Listed entries
'''

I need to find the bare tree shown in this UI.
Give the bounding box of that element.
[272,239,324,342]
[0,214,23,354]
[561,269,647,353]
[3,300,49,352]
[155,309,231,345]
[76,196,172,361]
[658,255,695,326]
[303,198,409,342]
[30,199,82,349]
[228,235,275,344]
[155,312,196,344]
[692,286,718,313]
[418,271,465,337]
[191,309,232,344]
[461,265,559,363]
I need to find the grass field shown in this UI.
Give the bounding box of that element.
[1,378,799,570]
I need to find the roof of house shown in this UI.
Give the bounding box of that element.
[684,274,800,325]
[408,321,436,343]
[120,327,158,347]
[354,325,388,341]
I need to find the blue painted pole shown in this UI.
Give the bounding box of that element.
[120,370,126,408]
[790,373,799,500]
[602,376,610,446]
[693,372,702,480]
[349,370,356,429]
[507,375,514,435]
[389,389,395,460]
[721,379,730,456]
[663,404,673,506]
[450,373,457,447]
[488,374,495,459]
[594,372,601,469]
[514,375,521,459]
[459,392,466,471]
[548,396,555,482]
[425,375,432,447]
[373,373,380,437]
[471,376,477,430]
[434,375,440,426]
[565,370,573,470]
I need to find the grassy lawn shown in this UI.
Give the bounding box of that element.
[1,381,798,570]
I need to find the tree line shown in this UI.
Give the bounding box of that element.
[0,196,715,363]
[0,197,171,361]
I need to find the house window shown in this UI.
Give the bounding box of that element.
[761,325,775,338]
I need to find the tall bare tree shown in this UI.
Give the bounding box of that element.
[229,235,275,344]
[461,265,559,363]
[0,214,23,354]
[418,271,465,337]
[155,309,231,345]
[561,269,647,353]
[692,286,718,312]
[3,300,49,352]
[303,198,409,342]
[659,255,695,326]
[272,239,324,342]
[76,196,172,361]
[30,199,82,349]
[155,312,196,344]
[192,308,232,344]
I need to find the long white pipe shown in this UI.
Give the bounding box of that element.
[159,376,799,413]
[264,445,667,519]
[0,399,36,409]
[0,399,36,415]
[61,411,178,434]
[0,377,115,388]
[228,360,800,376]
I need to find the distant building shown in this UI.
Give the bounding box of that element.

'''

Required work
Where a line above includes "tree", copy that line.

Solution to the exercise
I need to find the bare tree shown in this UI.
I need to find the tree line shown in this UI.
I need to find the tall bare tree shown in this UI.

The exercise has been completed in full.